* MATERIAL *
_ _ _
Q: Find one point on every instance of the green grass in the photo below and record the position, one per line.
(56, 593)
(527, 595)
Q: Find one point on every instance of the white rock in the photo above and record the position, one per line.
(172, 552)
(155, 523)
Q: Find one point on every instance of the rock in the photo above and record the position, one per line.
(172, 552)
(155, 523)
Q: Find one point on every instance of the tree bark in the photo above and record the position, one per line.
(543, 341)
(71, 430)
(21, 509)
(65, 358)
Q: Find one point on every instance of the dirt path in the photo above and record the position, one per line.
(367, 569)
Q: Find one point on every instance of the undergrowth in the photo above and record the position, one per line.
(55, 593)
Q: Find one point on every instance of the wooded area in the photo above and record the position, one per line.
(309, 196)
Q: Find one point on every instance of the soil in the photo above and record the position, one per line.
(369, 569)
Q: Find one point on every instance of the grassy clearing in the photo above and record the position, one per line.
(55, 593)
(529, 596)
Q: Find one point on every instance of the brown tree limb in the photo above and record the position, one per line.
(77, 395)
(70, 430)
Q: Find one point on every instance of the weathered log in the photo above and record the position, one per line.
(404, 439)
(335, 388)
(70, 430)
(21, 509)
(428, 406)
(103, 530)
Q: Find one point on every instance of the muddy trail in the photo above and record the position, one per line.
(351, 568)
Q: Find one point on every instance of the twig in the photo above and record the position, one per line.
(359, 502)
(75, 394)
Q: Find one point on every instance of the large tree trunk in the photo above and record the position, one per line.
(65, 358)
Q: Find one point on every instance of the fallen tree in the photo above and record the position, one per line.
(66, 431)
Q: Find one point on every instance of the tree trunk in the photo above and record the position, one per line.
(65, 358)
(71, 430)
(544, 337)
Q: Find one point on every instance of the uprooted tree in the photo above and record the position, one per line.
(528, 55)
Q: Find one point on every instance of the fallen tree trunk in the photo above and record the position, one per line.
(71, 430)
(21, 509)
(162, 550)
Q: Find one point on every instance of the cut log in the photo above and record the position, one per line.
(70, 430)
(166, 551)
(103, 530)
_ _ _
* INSTRUCTION *
Put every line of the records above into a single numbered list, one line per entry, and leave out any blank lines.

* REPLY *
1. Q: Find one point on every instance of the green grass in the photo below and record the position, one per line.
2. (56, 593)
3. (527, 595)
4. Q: Find one point on every instance of the white rock in the photo above and record the position, one per line.
5. (172, 552)
6. (155, 523)
7. Q: Find one point on every instance of the rock in the photo above and record the position, one per line.
8. (172, 552)
9. (155, 523)
10. Q: Find one point on every instance of the tree bark in the photo above and record the position, one per line.
11. (543, 341)
12. (71, 430)
13. (21, 509)
14. (65, 358)
15. Q: Find one point on every instance of the dirt path in the photo above and record the position, one per line.
16. (367, 569)
17. Q: Find one point on every instance of the undergrowth in the photo above and record the position, one per line.
18. (55, 593)
19. Q: Find one point on every instance of the wooded area in the photo above and record the position, one per line.
20. (309, 196)
21. Q: Find one point on every instance of the soil in the photo above and record the position, one per line.
22. (369, 569)
23. Q: Find one point on every instance of the grassy clearing in the photo above and record the position, one per line.
24. (55, 593)
25. (529, 596)
26. Q: Find one point on every instance of the brown tree limb in the photo above and record the position, one per line.
27. (77, 395)
28. (70, 430)
29. Q: Find one point on every instance of the weathered log in the photo above and record the position, one per line.
30. (404, 439)
31. (335, 388)
32. (70, 430)
33. (21, 509)
34. (428, 406)
35. (103, 530)
36. Q: Find one point on every instance of the muddy trail in the photo above and record the position, one per line.
37. (351, 568)
38. Q: Find one point on every instance of the twig in the photo above and record the position, one per line.
39. (359, 502)
40. (75, 394)
41. Q: Find one point on every instance of the large tree trunk in the photo above and record the position, one per line.
42. (65, 358)
43. Q: Find one point on every instance of the fallen tree in the photo above and record the position, one per line.
44. (66, 431)
45. Q: Find one point on every instance of the tree trunk in the photo above and record the position, one per line.
46. (65, 358)
47. (71, 430)
48. (544, 337)
49. Q: Find one point on every instance of the uprooted tree in the photo above and record the position, one per line.
50. (528, 55)
51. Q: Find one point on every instance of the fallen tree trunk in the photo above and record the position, one per line.
52. (71, 430)
53. (21, 509)
54. (162, 550)
55. Q: Find one point on every instance of the cut log in the photo above and record the position, one per line.
56. (70, 430)
57. (166, 551)
58. (103, 530)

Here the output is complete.